** GIVEN TEXT **

------------------------------------------------------------------------

Need help with a DNA conundrum

+7 votes
507 views
I am seeking someone willing to look at my tree and my DNA results from Ancestry.com DNA. I know enough to be dangerous, and this is out of my league. (Names have been obscured.) I have a cluster of more than 7 DNA matches who are clearly family to each other. They share DNA with my 1800s distant cousin, who was related to my 2-G grandma "E" via her maternal line. The 3 largest matches are:

1. Gee shares 205cm with me;

2. his 1c cousin Kay shares 182cm with me;

3. Gee's half-sibling H shares 132cm with me.

I thought I had these 3 placed as descendants of E's brother. However, that would make them my 3c1r, which can't be the whole story or is wholly incorrect; these numbers are too high for that. (No one in this cluster shows up in my 23andMe DNA, nor in my GEDmatch uploads of both files.) Thanks in advance for any help.
in Genealogy Help by Deb Gunther G2G6 Mach 2 (23.4k points)

------------------------------------------------------------------------

** WORK REQUIRED **
According to the DNA forum post, how much DNA does Gee share with the poster?

(Referring expression data)
------------------------------------------------------------------------

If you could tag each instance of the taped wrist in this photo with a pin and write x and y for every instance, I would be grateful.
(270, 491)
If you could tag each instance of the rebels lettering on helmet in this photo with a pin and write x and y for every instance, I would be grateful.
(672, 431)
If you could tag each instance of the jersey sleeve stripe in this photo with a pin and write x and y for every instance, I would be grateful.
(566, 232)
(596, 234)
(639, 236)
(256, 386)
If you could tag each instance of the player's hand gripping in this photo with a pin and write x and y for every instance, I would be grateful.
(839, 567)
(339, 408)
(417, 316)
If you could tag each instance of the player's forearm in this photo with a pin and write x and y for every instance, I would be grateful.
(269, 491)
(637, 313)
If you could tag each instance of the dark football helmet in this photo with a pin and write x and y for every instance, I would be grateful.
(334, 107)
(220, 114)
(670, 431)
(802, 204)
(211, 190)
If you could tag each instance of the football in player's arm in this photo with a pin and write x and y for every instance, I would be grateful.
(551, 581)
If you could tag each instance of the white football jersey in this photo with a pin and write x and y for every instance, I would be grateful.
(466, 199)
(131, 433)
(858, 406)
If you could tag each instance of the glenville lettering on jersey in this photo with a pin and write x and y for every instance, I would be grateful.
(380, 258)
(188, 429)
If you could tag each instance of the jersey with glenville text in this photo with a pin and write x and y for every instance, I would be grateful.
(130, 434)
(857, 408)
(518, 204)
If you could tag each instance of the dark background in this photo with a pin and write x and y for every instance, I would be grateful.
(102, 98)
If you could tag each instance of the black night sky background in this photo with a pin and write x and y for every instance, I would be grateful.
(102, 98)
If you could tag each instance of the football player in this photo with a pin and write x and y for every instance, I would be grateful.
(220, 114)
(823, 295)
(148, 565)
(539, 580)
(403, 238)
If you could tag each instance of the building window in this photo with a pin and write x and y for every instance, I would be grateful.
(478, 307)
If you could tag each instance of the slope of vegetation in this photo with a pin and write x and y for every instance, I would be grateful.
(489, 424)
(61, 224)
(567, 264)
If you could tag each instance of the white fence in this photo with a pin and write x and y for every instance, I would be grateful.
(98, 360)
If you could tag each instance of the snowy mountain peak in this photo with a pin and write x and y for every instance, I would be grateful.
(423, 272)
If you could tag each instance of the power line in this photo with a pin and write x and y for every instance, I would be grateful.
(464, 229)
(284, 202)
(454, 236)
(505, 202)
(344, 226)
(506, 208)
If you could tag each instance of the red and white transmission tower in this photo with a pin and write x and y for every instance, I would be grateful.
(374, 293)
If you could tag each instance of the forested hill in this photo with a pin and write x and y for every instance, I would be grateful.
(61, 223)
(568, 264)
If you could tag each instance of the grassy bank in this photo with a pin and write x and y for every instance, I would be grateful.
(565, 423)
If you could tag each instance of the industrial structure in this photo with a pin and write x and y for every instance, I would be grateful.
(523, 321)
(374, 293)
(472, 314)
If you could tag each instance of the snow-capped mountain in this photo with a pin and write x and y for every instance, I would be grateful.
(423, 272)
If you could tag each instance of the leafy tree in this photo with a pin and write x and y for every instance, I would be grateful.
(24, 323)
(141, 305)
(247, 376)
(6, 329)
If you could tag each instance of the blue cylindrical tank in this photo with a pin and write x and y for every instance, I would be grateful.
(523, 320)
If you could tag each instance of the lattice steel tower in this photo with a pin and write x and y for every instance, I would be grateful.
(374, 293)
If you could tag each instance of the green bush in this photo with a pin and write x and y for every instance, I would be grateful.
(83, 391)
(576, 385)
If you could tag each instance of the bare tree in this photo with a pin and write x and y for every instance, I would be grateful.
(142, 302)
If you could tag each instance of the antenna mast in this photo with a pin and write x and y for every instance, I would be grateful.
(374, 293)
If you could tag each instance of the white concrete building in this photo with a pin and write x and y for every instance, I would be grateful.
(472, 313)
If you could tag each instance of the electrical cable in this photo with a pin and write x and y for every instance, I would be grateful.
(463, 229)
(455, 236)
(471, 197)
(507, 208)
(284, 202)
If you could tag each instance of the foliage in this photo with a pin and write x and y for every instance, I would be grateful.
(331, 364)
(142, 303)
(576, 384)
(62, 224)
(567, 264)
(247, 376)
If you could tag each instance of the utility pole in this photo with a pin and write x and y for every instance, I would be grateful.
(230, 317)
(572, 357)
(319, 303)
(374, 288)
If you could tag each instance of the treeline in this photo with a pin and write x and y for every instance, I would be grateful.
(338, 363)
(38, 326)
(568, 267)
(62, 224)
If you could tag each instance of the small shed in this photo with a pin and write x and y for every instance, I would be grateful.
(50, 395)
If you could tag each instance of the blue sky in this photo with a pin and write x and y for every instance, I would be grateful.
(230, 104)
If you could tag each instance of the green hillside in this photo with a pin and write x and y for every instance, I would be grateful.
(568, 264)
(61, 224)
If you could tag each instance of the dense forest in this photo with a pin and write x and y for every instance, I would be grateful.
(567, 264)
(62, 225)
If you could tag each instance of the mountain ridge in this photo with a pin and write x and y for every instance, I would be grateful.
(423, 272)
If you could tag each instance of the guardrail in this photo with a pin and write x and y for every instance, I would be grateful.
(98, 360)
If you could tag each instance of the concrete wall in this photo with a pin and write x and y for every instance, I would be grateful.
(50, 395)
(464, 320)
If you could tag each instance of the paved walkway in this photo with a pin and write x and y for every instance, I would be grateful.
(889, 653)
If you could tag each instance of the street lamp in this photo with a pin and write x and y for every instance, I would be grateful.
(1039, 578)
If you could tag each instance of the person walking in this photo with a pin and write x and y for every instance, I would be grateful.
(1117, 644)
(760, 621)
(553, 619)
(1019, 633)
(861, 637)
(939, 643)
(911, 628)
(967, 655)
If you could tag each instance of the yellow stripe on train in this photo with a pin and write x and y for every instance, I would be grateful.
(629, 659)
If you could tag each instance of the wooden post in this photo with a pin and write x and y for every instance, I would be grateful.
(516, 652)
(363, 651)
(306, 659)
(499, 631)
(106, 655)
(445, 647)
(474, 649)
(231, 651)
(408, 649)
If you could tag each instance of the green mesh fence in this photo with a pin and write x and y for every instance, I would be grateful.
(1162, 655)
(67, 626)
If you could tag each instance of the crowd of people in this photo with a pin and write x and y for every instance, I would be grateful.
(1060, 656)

------------------------------------------------------------------------

** ANSWER FOR THE TASK **
205cm